Problem statement. Look in the material below for the line with "target | lawn" and the line with "sample | (16,279)", then set down exactly those two lines and all lines between, nothing more.
┄┄┄┄┄┄
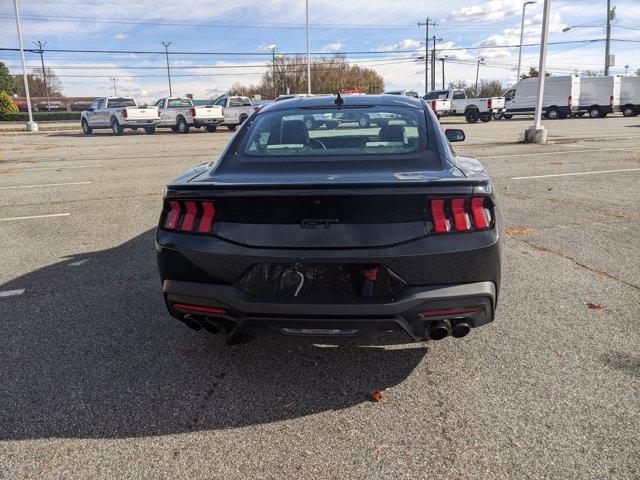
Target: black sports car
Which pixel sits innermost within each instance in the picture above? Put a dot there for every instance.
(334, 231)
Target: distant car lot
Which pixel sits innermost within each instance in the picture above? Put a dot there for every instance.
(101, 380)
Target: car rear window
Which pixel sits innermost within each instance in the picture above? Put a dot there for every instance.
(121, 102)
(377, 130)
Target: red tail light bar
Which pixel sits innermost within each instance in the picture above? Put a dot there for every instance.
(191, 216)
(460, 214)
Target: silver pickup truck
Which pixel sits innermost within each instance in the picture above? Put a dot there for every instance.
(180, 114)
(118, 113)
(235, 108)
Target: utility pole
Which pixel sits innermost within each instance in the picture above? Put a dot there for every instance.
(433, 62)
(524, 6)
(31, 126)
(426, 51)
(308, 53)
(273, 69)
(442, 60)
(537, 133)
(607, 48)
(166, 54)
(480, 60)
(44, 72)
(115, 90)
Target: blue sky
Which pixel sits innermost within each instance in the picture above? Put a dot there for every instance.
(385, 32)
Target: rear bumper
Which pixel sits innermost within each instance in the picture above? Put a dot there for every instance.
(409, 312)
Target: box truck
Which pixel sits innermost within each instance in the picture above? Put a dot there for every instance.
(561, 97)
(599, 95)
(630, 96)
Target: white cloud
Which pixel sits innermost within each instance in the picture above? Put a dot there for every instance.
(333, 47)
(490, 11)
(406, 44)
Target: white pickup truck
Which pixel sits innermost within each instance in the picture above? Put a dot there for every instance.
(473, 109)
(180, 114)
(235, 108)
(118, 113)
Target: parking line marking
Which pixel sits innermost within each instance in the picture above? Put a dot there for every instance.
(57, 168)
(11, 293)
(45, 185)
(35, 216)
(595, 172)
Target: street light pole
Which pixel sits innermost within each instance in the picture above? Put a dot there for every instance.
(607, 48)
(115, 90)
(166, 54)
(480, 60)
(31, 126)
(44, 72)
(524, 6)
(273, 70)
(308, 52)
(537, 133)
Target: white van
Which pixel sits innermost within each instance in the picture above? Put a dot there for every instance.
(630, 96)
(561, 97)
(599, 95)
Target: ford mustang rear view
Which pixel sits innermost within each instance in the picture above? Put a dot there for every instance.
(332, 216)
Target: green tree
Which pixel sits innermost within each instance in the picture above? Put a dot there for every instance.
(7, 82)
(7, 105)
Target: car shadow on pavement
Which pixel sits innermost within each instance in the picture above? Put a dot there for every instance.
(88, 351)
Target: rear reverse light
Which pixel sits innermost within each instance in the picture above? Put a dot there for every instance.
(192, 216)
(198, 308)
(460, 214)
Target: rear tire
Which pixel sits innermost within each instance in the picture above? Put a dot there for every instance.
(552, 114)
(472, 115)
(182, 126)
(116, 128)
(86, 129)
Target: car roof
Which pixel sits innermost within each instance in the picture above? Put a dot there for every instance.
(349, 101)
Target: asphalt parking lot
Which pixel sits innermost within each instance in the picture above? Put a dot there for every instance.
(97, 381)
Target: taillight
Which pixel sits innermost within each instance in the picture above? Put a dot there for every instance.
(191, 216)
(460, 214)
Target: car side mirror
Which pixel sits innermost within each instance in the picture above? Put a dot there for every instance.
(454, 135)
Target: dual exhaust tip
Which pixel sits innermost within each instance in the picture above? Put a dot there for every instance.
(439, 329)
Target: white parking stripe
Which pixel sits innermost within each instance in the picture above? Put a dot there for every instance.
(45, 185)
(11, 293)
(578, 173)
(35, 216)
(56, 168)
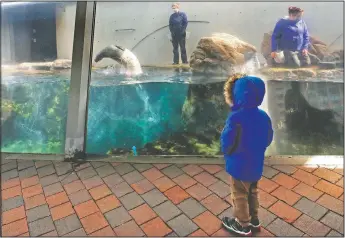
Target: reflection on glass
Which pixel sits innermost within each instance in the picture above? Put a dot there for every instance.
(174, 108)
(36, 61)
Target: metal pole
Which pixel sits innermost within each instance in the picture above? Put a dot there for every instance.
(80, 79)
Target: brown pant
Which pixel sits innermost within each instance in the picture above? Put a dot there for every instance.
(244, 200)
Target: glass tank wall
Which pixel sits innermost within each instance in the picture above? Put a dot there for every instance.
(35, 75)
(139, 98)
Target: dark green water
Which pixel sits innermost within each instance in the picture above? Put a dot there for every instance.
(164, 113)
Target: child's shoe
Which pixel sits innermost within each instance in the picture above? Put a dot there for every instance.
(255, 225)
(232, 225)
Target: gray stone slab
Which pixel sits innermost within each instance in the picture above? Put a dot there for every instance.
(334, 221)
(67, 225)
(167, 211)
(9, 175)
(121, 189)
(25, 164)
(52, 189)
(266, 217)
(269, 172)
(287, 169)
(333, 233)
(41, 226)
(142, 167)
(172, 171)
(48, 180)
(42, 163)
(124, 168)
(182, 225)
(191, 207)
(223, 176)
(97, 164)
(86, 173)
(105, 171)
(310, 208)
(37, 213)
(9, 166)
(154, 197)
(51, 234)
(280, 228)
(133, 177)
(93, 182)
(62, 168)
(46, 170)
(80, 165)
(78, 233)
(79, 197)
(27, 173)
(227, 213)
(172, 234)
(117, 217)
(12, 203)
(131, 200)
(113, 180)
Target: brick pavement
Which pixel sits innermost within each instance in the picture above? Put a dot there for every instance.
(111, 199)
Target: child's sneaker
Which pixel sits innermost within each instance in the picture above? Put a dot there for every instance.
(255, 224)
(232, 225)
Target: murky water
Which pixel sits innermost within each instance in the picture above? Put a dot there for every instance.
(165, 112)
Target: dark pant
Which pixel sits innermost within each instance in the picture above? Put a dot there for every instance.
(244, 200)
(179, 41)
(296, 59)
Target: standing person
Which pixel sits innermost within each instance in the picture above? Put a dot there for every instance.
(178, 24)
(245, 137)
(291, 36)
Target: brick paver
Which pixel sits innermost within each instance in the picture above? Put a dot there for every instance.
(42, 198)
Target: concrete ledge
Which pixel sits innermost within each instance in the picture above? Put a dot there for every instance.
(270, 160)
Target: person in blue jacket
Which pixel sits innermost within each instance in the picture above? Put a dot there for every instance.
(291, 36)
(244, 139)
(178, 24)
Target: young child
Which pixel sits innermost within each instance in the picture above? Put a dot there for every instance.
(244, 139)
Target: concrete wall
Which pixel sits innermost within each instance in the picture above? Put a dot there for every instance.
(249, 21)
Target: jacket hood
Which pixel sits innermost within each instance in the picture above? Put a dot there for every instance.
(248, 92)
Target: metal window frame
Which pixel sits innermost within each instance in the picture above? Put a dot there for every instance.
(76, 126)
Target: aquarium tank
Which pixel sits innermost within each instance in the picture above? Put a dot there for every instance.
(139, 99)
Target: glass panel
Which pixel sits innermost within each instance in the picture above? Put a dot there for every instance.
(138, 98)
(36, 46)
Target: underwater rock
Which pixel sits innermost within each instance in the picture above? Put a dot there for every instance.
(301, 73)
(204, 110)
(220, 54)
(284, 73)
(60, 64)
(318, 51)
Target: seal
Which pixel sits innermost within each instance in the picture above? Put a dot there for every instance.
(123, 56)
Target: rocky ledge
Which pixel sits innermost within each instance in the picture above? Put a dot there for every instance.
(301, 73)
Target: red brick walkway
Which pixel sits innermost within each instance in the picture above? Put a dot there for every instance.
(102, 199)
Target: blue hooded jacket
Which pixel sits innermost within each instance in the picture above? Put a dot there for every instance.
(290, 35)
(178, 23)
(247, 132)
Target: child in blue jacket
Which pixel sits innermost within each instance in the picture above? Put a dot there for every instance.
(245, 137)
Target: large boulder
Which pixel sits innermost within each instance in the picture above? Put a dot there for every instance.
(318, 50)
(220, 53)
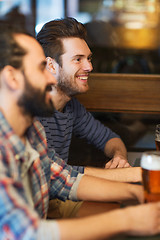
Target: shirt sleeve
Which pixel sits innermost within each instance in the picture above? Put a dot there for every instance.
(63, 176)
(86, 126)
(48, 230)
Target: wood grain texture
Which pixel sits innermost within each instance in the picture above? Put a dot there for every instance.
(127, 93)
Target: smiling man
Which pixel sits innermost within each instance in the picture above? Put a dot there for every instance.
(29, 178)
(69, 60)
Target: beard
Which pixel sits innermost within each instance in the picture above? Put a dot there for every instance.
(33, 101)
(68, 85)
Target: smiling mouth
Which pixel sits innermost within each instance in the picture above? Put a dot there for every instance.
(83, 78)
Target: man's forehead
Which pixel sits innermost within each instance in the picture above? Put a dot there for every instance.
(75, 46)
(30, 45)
┄┄┄┄┄┄
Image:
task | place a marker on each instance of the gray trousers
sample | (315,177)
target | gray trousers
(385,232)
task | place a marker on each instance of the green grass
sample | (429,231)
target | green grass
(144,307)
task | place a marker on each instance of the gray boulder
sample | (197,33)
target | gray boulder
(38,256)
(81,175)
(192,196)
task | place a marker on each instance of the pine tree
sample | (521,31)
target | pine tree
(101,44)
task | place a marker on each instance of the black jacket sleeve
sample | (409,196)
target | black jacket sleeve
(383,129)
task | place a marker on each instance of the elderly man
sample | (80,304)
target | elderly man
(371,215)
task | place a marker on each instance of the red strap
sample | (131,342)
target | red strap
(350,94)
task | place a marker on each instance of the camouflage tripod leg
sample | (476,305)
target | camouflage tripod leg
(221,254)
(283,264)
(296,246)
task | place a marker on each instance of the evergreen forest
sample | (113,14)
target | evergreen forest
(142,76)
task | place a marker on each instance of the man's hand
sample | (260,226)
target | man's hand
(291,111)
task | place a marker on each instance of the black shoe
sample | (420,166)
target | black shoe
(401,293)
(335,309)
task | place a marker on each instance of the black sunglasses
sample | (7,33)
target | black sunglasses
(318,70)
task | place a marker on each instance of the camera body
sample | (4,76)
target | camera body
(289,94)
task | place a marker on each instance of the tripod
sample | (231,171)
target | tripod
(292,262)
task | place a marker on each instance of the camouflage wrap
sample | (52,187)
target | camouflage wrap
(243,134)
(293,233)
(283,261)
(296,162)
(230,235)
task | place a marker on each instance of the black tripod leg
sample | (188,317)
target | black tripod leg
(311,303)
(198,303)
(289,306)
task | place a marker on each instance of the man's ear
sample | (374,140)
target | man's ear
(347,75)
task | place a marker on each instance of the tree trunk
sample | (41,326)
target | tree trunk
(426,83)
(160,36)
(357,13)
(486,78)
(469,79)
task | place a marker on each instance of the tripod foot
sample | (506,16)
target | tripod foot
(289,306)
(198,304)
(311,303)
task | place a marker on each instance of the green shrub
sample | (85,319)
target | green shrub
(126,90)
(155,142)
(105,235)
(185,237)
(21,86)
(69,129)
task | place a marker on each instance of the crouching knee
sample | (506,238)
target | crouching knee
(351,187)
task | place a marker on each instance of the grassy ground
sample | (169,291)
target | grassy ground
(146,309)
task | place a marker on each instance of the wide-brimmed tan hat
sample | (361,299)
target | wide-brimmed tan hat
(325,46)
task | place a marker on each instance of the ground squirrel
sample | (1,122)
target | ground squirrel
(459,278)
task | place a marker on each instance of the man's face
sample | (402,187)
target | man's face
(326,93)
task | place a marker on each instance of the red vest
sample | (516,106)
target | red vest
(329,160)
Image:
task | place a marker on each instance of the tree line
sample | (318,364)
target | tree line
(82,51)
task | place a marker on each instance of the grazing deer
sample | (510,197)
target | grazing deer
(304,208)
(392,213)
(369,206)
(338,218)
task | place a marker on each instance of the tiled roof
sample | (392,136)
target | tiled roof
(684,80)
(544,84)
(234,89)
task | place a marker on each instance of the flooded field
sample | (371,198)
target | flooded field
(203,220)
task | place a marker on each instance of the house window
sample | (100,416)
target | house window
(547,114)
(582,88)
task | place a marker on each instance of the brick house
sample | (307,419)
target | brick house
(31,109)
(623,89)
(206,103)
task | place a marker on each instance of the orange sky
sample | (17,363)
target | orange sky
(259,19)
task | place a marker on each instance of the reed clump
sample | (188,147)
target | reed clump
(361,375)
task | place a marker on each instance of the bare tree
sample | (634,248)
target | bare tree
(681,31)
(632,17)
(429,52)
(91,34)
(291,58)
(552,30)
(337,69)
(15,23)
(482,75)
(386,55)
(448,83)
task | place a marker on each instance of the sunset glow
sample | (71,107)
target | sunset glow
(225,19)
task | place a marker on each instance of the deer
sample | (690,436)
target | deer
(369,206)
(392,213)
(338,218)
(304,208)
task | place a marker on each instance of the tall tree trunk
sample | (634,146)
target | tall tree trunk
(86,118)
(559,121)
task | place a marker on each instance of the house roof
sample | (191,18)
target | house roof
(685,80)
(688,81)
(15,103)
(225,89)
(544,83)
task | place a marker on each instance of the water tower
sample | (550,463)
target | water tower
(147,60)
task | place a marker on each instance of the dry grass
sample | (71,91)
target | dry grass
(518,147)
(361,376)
┄┄┄┄┄┄
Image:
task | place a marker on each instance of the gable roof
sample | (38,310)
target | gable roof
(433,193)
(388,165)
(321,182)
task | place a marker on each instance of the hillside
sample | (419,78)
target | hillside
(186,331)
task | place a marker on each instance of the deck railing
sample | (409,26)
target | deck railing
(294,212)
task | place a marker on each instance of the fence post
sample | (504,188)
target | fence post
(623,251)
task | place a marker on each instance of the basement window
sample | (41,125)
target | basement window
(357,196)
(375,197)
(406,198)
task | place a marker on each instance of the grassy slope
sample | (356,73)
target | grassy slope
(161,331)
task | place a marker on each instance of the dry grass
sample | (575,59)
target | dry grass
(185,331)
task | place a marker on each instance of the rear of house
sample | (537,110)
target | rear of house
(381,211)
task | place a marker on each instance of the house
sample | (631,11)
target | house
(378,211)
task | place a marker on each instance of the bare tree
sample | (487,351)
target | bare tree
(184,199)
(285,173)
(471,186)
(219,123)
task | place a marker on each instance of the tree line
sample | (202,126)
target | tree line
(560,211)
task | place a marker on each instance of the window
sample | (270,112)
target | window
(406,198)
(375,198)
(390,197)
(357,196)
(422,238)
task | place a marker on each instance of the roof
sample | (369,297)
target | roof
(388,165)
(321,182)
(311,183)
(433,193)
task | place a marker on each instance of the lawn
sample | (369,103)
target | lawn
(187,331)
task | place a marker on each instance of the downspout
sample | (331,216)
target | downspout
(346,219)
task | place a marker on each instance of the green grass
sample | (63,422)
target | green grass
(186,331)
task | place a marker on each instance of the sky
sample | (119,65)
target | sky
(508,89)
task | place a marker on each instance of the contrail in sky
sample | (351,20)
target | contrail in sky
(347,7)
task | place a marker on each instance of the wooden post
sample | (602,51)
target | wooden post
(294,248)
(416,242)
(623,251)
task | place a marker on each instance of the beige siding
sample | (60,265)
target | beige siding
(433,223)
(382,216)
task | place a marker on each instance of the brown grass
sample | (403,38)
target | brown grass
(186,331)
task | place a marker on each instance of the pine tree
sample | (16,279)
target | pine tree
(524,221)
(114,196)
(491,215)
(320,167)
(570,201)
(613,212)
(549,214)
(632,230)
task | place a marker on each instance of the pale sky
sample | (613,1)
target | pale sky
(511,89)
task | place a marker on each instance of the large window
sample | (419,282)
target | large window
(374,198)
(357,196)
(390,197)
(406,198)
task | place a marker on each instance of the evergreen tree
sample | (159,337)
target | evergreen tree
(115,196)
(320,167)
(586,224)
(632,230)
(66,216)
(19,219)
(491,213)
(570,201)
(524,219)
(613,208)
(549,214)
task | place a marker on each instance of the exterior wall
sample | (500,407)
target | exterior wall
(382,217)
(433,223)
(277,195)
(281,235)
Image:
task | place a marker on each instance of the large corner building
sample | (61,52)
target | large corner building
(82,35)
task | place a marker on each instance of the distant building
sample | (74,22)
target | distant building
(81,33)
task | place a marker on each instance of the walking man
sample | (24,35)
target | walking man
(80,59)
┄┄┄┄┄┄
Response to this task.
target | lawn
(187,331)
task | place a marker on each instance of the downspout
sample | (331,216)
target | downspout
(346,219)
task | place a marker on each instance of the green grass
sample | (63,422)
target | green grass
(186,331)
task | place a marker on each instance of the sky
sample | (119,65)
target | sky
(508,89)
task | place a marker on each instance of the contrail in sky
sample | (351,20)
target | contrail in sky
(347,7)
task | place a marker on each instance of the wooden post
sample | (602,51)
target | wooden post
(294,248)
(416,242)
(623,251)
task | place a marker on each instance of the beige siding
sample | (60,265)
target | beige siding
(433,223)
(382,216)
task | place a marker on each instance of the brown grass
sample | (403,38)
target | brown grass
(186,331)
task | place a marker on each instance of the pine tree
sample | (16,279)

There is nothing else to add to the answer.